STATED EXERCISE 1 :: Rewrite the entries from the line containing "target | leafy tree" through the line containing "x=309, y=81", replacing "thickest" with "widest" and leaving everything else unchanged.

QUOTED PASSAGE ::

*****

Those drones, in turn, have proven themselves to be very successful machines –
although not on the battlefield. In the warzone, the drones are crap, and all
the stats show they actually worsen hostility situations, raise the rate of
guerilla attacks, and in general create counter-productive havoc. No, the zone
in which these drones have proven, without doubt, to be the world’s best weapon
is in D.C., where selling drone projects to the Federal piggy bank has raised
housing prices (as well as the price of a decent private school) for thousands
of employees of the war system, who profit from every scheme swallowed by the
Obama Pentagon. This is a kill chain to die for!… As so many human products do
in Somalia, Afghanistan, Iraq, Yemen, Pakistan and other exotic places.
Cockburn’s journalistic trick of tying the Bush-Obama
klepto-krieg to the irresistible rise of David Deptula is, perhaps, a bit
unfair, but it is good fun. Deptula is always in the background, it seems, when
money is shifting to one defense industry vehicle or another, automatizing the
hell out of the battlefield. And this, for those who know their Catch – 22,
throws us back on one of the prophetic figures in that book: Milo Minderbinder.

*****

DATA LINES ::
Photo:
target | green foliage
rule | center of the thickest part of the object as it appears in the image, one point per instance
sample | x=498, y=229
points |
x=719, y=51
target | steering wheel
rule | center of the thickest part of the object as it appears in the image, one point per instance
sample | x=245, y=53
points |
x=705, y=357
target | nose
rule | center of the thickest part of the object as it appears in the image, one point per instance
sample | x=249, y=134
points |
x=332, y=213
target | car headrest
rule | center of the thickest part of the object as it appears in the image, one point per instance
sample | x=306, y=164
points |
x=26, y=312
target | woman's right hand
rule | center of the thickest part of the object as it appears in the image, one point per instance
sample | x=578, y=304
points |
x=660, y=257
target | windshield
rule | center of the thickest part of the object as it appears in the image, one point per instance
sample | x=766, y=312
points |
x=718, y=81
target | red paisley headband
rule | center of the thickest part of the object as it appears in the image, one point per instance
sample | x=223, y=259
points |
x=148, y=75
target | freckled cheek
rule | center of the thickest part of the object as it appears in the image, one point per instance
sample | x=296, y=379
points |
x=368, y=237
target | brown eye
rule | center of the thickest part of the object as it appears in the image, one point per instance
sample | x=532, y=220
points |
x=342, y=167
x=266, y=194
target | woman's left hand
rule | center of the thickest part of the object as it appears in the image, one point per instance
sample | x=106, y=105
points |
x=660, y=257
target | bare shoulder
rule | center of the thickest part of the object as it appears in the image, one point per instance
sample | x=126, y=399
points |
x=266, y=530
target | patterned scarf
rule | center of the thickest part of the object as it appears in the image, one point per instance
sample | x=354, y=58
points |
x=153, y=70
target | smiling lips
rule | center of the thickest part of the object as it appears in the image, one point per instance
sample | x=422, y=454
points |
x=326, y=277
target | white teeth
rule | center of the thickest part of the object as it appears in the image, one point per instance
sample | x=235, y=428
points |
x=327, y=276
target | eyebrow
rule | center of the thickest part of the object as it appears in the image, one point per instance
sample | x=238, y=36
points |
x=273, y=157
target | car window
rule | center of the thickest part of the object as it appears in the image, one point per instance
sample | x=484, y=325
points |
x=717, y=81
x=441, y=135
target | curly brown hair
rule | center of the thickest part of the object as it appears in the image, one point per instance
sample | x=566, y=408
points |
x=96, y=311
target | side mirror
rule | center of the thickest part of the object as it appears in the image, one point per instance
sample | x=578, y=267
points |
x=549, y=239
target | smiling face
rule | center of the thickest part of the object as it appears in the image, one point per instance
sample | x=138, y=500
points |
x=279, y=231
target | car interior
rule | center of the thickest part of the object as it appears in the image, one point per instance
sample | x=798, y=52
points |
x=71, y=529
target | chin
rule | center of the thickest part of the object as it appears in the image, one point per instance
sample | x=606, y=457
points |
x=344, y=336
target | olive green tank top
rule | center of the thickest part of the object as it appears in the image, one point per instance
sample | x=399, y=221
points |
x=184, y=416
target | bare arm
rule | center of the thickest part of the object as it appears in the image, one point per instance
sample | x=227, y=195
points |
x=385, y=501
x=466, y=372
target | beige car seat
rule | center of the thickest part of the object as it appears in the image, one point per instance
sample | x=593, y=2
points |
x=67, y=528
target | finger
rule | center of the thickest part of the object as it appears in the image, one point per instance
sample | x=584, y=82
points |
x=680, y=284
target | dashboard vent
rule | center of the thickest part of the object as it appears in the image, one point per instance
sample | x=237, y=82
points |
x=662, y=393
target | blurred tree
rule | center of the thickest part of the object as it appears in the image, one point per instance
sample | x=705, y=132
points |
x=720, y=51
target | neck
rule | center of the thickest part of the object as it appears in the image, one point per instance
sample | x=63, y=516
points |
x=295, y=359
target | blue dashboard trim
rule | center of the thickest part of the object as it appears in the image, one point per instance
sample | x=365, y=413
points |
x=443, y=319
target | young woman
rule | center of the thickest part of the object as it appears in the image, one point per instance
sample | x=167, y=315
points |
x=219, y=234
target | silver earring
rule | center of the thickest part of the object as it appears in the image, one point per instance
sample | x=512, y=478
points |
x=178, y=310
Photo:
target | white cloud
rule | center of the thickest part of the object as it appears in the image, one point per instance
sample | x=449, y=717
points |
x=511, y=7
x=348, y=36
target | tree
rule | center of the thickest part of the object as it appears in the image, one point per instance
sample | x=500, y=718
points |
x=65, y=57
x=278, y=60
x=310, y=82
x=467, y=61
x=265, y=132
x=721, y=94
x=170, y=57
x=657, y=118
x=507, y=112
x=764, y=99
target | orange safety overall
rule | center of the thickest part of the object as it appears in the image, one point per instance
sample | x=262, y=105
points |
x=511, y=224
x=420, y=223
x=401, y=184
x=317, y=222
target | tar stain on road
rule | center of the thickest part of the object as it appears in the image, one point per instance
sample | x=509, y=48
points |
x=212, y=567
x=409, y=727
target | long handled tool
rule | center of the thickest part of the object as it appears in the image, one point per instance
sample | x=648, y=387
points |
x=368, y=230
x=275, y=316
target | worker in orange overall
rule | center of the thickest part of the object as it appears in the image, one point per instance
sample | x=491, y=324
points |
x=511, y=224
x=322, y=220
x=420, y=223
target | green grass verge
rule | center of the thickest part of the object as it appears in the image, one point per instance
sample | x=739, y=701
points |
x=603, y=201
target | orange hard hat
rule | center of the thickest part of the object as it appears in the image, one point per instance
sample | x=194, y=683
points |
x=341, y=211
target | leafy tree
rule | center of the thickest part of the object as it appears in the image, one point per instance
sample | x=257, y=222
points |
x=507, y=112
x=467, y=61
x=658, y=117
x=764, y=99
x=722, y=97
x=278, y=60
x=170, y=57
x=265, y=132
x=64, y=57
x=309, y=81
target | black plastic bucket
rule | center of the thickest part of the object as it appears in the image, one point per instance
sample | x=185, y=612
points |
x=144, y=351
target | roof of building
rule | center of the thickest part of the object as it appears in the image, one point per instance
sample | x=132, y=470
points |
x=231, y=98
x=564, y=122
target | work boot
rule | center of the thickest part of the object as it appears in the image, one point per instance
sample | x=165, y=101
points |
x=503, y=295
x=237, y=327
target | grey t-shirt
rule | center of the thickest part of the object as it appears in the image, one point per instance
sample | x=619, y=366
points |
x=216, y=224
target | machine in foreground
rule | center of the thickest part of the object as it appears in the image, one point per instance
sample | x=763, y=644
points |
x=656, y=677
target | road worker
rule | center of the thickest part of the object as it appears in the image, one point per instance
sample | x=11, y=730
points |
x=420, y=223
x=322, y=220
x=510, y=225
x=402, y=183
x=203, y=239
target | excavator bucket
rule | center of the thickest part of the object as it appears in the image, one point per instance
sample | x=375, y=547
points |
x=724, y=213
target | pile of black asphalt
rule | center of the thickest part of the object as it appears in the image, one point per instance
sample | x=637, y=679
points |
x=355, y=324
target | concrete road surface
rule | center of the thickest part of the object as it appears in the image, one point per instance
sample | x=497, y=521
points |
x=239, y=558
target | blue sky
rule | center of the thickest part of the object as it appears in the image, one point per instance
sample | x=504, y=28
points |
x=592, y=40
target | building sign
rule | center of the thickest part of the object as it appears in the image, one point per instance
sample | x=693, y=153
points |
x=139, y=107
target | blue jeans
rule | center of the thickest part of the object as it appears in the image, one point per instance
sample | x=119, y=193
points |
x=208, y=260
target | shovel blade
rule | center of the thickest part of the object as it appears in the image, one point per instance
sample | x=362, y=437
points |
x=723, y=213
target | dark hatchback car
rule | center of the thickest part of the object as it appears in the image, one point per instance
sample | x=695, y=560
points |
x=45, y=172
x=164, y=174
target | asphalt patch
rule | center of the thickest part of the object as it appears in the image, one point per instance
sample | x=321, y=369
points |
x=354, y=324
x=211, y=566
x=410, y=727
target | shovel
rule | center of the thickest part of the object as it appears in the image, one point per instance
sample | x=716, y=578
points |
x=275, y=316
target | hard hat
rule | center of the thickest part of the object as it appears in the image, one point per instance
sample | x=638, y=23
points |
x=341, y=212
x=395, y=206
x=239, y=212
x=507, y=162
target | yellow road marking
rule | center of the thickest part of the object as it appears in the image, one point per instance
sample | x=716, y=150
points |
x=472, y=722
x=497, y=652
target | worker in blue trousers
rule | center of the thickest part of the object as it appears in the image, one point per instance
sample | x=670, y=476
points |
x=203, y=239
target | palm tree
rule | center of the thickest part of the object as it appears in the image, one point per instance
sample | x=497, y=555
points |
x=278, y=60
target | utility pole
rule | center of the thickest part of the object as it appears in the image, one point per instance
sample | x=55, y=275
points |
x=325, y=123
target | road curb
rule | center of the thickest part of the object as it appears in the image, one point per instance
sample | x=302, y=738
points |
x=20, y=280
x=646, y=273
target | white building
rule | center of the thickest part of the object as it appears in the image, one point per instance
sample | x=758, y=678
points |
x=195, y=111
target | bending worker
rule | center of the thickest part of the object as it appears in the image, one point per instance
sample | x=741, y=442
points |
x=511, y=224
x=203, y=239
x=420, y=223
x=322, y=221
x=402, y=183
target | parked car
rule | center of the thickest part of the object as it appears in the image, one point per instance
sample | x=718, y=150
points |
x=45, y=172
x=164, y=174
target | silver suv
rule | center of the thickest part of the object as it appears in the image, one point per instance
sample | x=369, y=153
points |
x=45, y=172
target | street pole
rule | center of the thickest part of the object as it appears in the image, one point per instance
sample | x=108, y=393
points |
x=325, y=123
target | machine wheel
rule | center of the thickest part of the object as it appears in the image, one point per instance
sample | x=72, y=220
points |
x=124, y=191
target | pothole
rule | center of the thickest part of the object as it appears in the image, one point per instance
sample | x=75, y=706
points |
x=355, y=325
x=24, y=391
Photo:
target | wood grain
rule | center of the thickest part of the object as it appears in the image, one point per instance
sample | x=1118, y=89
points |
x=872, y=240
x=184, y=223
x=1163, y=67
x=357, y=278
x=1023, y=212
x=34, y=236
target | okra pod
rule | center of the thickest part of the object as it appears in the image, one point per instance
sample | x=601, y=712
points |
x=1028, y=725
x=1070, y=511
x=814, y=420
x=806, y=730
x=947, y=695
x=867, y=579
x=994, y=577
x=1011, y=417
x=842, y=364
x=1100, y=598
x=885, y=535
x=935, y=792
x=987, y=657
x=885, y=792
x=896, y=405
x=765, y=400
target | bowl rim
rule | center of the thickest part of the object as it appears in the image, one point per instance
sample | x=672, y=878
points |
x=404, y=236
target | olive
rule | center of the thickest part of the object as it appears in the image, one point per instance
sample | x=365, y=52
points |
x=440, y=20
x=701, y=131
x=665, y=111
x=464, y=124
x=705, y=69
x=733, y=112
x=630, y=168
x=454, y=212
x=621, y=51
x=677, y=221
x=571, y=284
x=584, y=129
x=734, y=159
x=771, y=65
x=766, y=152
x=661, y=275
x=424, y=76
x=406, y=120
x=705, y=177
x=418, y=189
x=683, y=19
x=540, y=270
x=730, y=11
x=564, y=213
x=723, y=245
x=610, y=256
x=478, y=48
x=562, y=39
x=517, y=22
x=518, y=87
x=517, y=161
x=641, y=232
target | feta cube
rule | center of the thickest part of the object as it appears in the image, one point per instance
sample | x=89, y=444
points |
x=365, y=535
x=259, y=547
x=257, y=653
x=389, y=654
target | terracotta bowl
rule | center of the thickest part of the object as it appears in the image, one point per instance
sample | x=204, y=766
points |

*****

STATED EXERCISE 2 ::
Answer these questions from the passage on drones:
(a) In what place does the passage say the drones have proven to be the world's best weapon?
(b) Which figure from Catch-22 does the passage name?
(c) What do the stats show the drones do in the warzone, according to the passage?

FULL OUTPUT 1 ::
target | leafy tree
rule | center of the widest part of the object as it appears in the image, one point per instance
sample | x=257, y=222
points |
x=507, y=112
x=467, y=61
x=658, y=117
x=764, y=99
x=722, y=97
x=278, y=60
x=170, y=57
x=265, y=132
x=64, y=57
x=309, y=81

FULL OUTPUT 2 ::
(a) In D.C.
(b) Milo Minderbinder.
(c) They worsen hostility situations, raise the rate of guerilla attacks, and in general create counter-productive havoc.